**What to produce**
After locating the line that contains "The component shall point out each instance of the green foliage" in the records below, write out exactly that line and each line after it through the one that contains "like point(1163, 256).", and nothing else.

**Supplied records**
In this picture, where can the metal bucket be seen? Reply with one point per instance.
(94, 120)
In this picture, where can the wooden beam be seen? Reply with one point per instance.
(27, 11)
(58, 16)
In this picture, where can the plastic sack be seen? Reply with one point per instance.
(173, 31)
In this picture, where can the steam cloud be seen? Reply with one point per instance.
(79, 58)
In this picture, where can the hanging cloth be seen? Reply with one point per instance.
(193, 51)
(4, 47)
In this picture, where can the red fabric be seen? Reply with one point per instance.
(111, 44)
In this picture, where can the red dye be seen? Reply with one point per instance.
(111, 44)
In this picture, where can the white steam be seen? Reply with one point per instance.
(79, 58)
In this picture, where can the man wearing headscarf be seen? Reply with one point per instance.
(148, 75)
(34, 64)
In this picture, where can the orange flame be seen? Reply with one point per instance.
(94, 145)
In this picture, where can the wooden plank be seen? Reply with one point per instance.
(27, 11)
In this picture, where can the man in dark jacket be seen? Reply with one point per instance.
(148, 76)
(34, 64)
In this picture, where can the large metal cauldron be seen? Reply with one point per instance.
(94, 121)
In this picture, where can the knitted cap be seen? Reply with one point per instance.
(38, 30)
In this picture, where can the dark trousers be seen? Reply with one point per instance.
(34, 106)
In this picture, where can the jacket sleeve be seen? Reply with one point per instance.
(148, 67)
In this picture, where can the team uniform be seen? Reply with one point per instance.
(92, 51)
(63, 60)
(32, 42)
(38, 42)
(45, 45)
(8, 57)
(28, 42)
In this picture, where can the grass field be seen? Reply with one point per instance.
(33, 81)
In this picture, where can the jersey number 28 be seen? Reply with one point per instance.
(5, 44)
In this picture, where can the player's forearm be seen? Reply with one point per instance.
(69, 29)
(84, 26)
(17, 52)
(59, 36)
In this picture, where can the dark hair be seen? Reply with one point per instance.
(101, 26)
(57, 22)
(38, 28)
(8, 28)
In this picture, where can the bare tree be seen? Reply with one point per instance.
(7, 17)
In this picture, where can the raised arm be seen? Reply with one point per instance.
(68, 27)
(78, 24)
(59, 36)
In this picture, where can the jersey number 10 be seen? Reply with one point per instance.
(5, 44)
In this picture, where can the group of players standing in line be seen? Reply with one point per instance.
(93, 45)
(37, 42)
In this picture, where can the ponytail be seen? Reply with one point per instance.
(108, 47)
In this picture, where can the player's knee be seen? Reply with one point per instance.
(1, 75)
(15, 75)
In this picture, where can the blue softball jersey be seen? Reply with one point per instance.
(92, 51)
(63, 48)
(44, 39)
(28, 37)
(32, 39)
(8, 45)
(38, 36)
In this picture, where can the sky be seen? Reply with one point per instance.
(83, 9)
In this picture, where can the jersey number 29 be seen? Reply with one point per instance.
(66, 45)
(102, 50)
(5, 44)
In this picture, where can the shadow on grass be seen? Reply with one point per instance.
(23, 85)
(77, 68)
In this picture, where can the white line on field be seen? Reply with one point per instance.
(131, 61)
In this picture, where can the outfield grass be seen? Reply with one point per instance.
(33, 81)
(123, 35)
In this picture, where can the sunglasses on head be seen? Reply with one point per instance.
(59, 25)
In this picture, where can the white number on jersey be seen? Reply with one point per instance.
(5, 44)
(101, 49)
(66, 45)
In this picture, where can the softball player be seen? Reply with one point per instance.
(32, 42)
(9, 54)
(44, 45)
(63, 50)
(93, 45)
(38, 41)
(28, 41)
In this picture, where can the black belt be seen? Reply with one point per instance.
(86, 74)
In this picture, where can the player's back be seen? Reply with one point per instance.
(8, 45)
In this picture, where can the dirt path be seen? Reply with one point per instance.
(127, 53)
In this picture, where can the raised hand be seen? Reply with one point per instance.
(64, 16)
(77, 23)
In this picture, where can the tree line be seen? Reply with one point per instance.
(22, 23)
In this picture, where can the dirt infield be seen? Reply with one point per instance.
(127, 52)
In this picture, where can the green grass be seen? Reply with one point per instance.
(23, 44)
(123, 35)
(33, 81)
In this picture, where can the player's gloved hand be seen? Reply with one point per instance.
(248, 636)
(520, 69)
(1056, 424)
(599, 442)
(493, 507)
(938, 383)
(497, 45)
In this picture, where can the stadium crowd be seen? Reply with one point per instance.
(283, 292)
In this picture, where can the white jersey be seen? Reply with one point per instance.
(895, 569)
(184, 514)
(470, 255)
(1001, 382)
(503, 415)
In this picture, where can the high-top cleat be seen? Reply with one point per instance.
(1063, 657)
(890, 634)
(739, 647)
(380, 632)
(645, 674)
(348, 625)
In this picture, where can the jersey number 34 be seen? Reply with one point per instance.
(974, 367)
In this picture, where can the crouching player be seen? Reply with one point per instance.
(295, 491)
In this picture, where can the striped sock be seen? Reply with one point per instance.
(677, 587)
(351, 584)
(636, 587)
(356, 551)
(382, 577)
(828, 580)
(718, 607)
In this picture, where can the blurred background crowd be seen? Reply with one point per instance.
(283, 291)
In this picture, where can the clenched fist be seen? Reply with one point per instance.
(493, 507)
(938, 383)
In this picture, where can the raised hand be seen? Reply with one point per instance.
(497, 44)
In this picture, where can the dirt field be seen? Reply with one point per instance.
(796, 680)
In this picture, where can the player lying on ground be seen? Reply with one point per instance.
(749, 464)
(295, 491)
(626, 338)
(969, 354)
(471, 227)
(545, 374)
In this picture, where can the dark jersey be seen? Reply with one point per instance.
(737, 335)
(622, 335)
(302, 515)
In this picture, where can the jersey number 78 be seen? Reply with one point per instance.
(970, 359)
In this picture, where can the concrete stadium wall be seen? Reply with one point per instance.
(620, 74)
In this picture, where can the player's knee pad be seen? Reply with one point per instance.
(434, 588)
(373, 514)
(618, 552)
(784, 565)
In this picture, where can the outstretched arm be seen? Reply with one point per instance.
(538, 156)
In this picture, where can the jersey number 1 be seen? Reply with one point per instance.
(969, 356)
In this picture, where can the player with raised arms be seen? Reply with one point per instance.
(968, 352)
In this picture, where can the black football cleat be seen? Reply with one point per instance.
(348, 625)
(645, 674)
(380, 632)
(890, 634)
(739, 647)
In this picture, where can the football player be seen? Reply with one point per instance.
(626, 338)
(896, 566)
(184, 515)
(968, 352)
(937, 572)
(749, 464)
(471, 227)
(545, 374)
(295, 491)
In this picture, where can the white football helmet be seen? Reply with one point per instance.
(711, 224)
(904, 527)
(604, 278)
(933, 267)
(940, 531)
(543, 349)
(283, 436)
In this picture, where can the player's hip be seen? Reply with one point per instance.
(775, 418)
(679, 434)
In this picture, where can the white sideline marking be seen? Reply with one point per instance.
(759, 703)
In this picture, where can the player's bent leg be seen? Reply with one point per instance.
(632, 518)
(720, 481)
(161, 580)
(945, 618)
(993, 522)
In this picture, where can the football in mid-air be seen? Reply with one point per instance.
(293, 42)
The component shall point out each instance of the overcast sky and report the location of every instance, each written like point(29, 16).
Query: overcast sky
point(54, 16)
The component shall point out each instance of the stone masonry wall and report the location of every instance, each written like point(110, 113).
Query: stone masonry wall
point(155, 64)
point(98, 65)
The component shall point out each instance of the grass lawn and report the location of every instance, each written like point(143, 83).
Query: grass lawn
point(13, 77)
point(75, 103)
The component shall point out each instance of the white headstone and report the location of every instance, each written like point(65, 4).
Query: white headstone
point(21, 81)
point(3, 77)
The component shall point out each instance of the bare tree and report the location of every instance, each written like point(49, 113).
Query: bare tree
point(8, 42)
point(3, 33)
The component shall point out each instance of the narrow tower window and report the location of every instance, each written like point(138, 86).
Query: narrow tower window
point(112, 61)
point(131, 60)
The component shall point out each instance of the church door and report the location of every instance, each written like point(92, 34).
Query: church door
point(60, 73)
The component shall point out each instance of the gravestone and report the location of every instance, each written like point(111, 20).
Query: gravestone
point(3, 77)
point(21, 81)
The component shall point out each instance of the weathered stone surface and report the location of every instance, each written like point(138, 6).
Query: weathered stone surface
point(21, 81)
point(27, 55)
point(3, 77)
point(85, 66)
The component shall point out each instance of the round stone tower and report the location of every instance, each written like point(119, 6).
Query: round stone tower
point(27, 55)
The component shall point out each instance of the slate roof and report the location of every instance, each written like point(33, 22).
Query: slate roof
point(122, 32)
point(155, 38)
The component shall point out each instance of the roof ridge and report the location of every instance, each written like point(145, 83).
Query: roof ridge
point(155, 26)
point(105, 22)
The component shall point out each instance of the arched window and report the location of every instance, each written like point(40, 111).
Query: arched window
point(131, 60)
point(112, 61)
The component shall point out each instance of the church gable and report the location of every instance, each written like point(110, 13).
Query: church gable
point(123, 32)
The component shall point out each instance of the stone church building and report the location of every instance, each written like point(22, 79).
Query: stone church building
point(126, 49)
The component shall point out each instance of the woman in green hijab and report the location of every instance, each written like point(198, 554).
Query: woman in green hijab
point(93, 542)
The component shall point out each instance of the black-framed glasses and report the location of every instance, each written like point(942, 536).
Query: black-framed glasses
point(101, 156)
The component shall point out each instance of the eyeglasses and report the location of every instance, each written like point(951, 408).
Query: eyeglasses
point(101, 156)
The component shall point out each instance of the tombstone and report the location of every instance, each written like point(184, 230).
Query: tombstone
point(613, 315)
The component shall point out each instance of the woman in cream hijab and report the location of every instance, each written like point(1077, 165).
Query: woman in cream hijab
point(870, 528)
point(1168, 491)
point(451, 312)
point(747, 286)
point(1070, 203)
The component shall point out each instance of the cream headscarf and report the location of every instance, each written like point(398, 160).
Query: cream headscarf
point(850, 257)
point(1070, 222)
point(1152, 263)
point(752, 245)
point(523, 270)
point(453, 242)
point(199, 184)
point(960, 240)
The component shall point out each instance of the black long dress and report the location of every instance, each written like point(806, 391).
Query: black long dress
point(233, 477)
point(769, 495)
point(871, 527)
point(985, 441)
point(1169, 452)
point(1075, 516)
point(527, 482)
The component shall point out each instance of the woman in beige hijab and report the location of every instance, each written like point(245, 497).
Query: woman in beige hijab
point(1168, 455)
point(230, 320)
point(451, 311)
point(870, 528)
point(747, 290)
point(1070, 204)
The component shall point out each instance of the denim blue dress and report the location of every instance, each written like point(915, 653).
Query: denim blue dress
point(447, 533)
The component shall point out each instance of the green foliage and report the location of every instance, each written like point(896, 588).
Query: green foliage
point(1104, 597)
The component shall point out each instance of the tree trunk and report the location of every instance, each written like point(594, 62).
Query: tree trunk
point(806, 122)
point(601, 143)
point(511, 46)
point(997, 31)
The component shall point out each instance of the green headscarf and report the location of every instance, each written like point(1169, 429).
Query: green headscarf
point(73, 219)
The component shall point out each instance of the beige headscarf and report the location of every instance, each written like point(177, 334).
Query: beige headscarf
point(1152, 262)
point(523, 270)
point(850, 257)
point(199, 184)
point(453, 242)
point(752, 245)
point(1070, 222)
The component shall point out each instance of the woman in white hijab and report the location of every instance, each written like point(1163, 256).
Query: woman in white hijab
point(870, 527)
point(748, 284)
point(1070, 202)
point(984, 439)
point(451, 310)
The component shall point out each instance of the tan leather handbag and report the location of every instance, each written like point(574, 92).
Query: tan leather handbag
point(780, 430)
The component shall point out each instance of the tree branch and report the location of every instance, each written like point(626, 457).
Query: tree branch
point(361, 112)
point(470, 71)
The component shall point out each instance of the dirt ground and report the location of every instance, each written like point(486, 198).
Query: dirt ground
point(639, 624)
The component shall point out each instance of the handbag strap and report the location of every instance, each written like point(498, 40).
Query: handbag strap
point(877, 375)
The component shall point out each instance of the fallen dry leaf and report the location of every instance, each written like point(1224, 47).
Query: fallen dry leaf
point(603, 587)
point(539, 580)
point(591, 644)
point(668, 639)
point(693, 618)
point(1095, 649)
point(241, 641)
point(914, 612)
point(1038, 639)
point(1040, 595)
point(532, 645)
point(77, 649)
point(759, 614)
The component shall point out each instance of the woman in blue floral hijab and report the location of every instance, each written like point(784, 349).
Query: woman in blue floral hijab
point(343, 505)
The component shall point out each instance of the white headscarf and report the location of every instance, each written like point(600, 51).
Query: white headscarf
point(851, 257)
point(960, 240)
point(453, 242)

**Finished exercise**
The component shall point out each instance of the green foliage and report the location of every instance, each written like point(896, 588).
Query: green foliage
point(1104, 597)
The component shall point out each instance of the tree trunk and report the location of every instance, each written like point(594, 62).
Query: tree trunk
point(806, 122)
point(601, 143)
point(511, 46)
point(997, 31)
The component shall point out each instance of the green headscarf and report the location of every instance, each written like point(1169, 429).
Query: green headscarf
point(73, 219)
The component shall point out each instance of the beige headscarf and report the location of every instance, each written like point(177, 334).
Query: beige headscarf
point(1152, 262)
point(523, 270)
point(850, 257)
point(199, 184)
point(453, 242)
point(752, 245)
point(1070, 222)
The component shall point out each instance of the woman in white hijab and report the location of every instance, each written like point(1163, 256).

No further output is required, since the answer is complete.